Pick out every line below that contains the word "mountain" and copy each of those lines.

[Excerpt from a dataset]
####################
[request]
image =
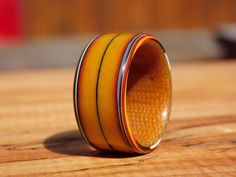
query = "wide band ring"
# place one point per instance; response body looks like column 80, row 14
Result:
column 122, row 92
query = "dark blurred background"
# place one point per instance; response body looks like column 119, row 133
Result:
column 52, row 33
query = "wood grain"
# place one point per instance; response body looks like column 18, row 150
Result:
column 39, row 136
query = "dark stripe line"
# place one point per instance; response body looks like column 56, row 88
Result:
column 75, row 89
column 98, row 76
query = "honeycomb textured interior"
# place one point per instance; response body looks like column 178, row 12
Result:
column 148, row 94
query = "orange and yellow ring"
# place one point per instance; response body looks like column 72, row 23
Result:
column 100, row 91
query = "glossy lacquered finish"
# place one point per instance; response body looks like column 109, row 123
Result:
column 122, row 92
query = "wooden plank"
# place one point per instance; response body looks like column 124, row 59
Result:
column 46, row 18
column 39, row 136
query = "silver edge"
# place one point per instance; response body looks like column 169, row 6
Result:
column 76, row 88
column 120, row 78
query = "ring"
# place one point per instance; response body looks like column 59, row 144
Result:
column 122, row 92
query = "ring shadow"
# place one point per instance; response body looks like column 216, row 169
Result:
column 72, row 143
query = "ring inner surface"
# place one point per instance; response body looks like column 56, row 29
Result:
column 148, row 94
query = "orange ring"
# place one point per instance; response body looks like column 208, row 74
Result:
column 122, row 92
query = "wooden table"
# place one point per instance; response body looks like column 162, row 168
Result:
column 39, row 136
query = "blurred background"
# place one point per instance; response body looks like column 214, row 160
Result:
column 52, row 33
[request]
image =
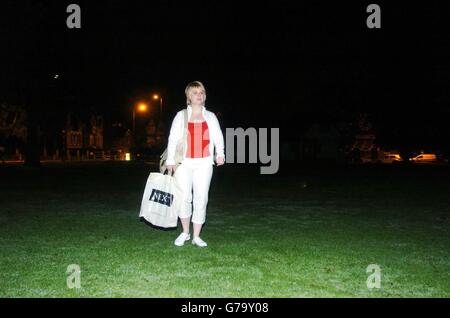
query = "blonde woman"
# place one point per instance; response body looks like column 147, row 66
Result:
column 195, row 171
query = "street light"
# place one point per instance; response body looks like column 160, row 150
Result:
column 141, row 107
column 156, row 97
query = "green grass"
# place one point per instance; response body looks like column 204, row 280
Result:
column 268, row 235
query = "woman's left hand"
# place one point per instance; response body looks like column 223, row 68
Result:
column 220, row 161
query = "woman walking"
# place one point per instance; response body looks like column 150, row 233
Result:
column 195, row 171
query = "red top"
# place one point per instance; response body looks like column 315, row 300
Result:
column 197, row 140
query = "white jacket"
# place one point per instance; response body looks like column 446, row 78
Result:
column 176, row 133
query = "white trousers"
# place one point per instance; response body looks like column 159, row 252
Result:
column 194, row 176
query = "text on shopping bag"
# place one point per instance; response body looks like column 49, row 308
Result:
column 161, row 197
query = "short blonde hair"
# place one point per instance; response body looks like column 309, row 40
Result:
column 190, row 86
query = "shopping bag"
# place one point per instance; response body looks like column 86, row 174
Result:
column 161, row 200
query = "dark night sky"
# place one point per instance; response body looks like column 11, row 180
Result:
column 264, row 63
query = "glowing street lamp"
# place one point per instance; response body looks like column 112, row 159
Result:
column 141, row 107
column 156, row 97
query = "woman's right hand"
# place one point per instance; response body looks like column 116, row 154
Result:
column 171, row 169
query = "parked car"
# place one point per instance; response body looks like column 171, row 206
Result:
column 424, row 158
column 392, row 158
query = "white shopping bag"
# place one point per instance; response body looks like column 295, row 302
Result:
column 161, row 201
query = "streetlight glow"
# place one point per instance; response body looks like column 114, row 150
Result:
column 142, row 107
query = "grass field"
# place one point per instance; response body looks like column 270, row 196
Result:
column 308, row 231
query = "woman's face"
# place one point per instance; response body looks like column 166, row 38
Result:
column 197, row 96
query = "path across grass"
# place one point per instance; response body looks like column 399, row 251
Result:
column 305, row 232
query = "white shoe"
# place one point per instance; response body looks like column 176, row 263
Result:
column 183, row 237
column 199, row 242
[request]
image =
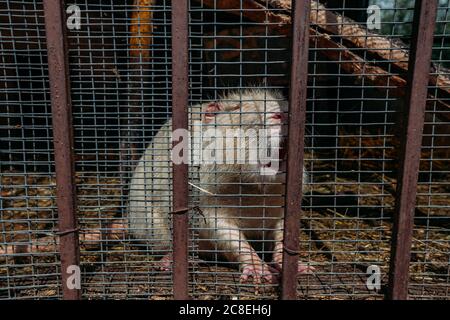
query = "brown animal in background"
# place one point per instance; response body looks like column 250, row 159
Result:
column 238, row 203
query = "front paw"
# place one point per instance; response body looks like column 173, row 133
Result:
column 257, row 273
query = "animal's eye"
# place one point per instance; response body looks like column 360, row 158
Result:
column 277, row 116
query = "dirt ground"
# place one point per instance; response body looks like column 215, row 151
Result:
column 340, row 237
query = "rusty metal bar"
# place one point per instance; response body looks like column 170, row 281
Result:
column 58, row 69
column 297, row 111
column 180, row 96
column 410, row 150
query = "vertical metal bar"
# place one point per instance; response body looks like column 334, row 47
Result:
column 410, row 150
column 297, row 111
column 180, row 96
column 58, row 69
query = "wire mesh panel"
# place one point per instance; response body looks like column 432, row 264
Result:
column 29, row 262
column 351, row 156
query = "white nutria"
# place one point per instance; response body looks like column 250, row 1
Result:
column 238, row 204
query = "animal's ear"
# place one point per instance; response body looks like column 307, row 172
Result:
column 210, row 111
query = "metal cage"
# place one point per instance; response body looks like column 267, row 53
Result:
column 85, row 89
####################
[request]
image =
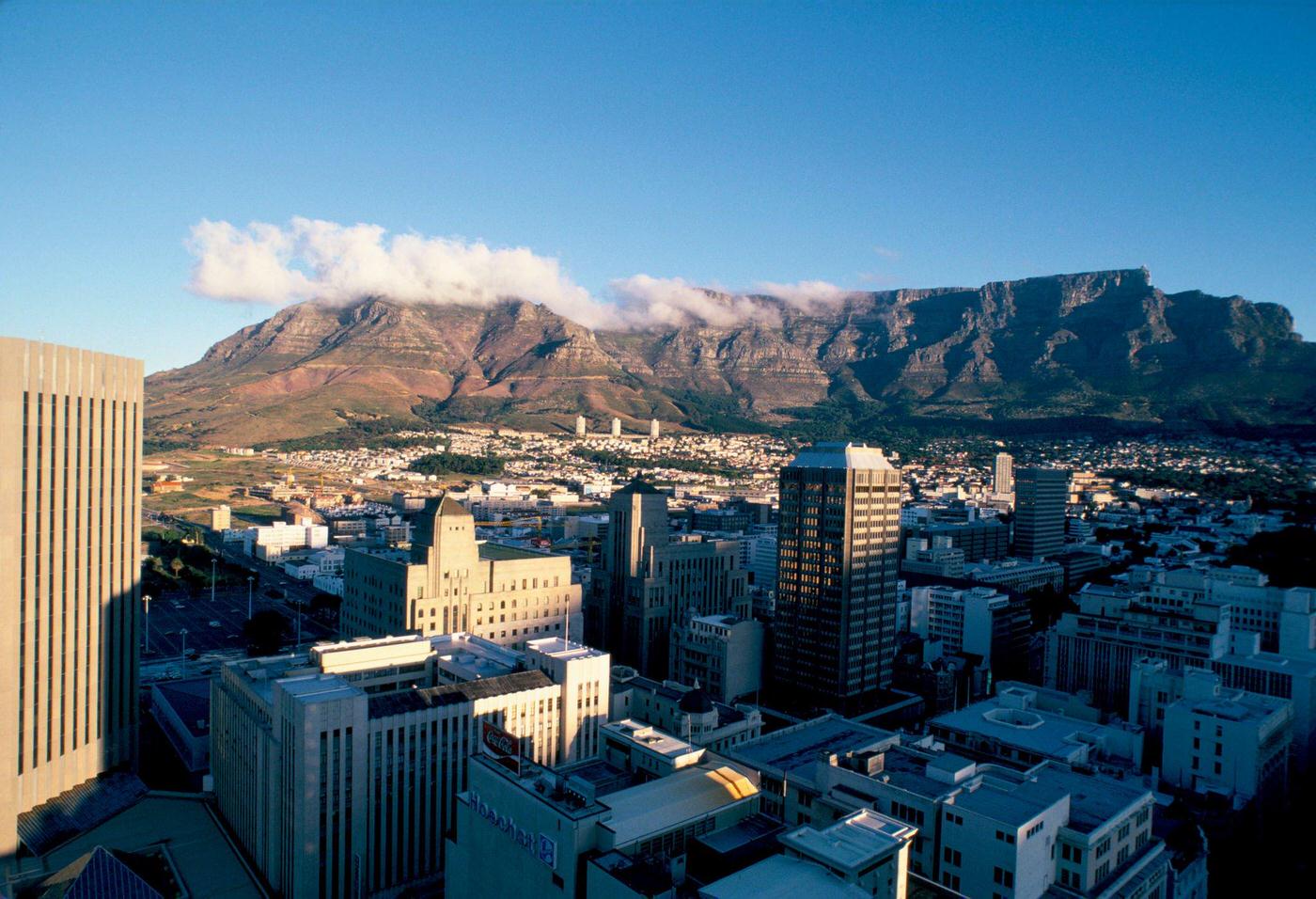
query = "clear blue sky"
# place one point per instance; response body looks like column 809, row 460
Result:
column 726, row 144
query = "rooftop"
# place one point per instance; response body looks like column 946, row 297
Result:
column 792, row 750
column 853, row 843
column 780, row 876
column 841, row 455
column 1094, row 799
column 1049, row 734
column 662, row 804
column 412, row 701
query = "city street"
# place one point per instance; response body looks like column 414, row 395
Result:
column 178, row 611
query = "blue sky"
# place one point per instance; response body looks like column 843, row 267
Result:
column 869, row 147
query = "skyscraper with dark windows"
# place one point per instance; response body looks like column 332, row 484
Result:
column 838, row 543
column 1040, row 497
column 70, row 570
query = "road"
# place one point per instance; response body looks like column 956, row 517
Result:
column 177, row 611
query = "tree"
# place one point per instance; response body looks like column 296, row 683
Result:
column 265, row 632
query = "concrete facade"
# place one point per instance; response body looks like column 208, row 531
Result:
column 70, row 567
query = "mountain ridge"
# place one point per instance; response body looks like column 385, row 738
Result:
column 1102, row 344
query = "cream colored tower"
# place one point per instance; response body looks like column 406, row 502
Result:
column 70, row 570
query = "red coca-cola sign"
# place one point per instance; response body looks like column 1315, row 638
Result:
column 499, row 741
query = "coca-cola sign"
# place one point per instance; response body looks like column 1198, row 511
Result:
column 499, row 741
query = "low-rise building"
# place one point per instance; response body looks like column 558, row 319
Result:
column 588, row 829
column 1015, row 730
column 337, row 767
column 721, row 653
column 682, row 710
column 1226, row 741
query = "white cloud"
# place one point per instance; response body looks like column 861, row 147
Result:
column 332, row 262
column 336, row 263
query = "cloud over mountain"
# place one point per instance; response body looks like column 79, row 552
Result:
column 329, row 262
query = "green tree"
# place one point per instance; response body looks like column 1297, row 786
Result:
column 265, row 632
####################
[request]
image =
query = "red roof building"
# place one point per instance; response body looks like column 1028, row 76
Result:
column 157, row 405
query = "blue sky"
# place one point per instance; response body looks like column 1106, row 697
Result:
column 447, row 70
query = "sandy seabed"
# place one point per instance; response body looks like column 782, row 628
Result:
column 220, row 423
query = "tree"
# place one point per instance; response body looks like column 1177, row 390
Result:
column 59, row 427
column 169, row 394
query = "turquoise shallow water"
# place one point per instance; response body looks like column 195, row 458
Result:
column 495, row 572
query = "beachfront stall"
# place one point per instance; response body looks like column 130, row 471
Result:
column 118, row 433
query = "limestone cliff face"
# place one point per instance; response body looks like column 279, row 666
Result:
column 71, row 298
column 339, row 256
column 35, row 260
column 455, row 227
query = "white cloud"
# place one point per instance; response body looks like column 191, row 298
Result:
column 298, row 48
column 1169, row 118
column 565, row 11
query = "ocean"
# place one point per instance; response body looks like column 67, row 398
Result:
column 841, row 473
####################
» **Task output**:
query = "mountain ridge"
query = "cloud over mountain"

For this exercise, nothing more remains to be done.